START DATA SECTION

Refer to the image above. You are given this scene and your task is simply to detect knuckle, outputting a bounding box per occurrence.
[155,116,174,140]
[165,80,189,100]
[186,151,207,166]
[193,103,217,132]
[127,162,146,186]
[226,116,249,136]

END DATA SECTION

PROBLEM DESCRIPTION
Without changing anything, repeat every record above.

RESPONSE TO THE EXERCISE
Refer to the image above. You are given this scene and your task is simply to detect knuckle, outputting a bounding box per occurrence.
[155,116,174,140]
[165,80,189,100]
[186,151,207,166]
[193,103,217,132]
[127,162,146,186]
[226,116,249,136]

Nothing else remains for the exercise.